*Aufgabe*
Erkläre anhand des Gastkommentars zu Desmond Tutu, warum der Verlust durch seinen Tod trotz der sanft-wehmütigen Gefühle groß und schmerzlich ist.

*Ausgangstext*

====

Im Gastkommentar erinnert sich die Kriminalsoziologin Christa Pelikan an Desmond Tutus Praxis der "restorative justice". Der Friedensnobelpreisträger und Erzbischof ist am Sonntag im Alter von 90 Jahren in Kapstadt gestorben.

Südafrika, 1998. Desmond Tutu übergibt dem südafrikanischen Präsidenten Nelson Mandela den Abschlussbericht der Untersuchungskommission.
Foto: AFP / Walter Dhladhla


"Desmond Tutu has passed away" – so lautet die sanft-tröstliche englische Formel, die sich über das deutsche "ist verstorben" legt. Und tatsächlich sind die Gefühle, die sein Tod hervorruft von sanft-wehmütiger Art; wenngleich der Verlust, den dieses Dahingehen bedeutet, doch auch groß und schmerzlich ist – der Verlust seiner Leidenschaft, seiner Klugheit, seines unbändigen Lachens.

====

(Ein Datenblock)
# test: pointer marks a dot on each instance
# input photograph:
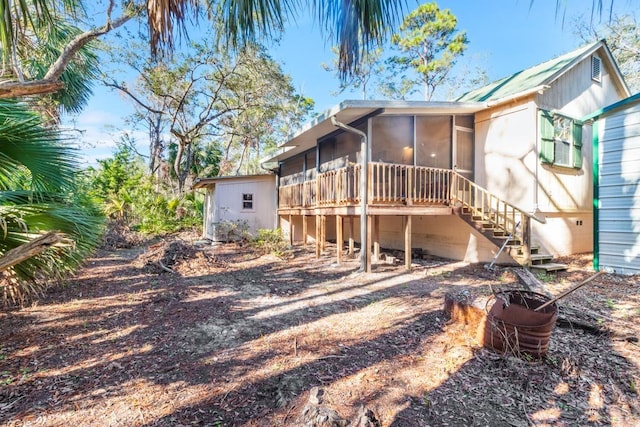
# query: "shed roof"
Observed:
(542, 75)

====

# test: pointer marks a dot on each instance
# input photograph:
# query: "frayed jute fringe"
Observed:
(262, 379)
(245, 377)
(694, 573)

====

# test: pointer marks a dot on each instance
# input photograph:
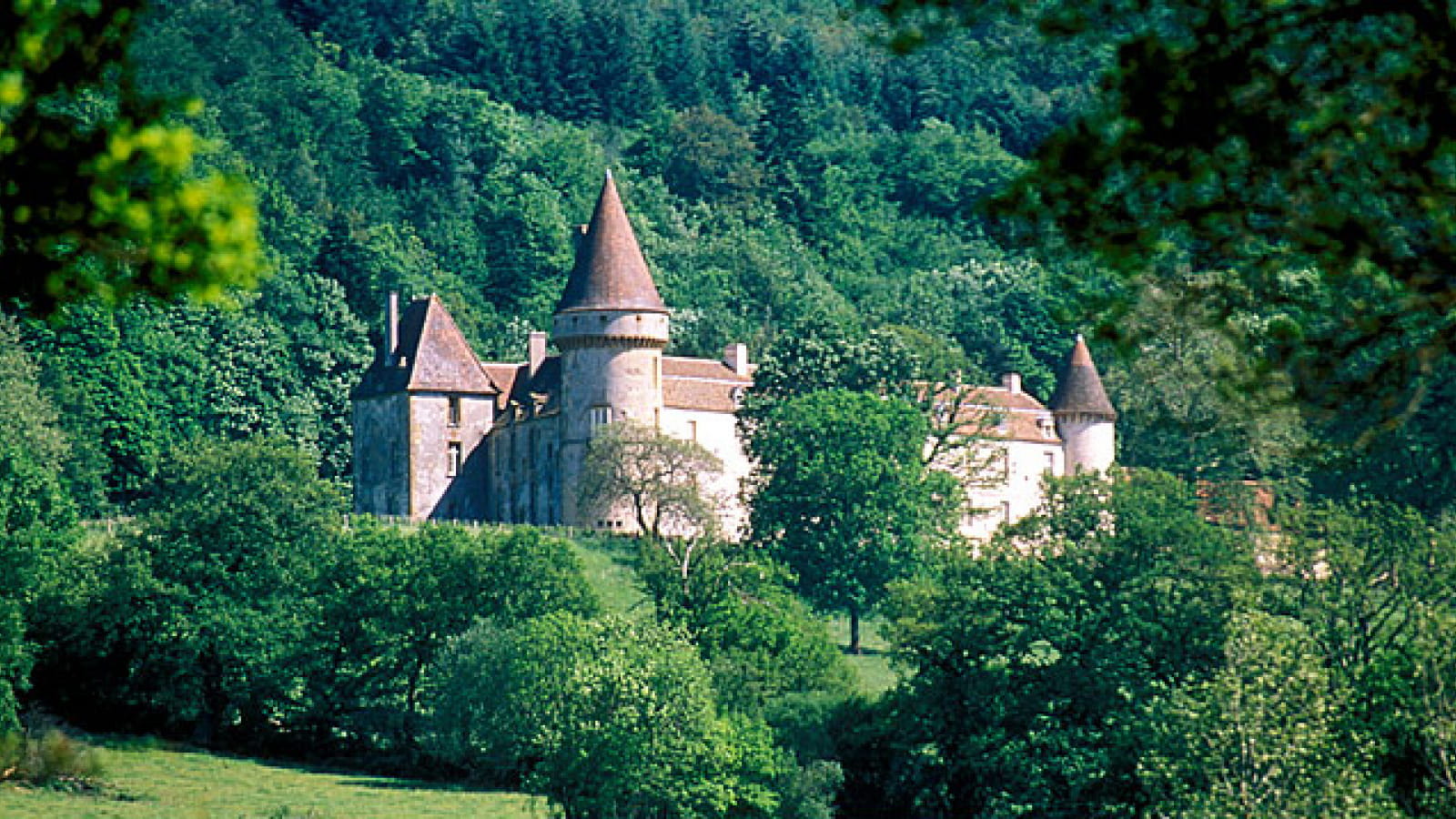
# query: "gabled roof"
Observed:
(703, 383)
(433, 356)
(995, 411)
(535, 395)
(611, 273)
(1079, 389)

====

*Ergebnis*
Mit seinem Tod gehen seine Leidenschaft, seine Klugheit und sein unbändiges Lachen verloren.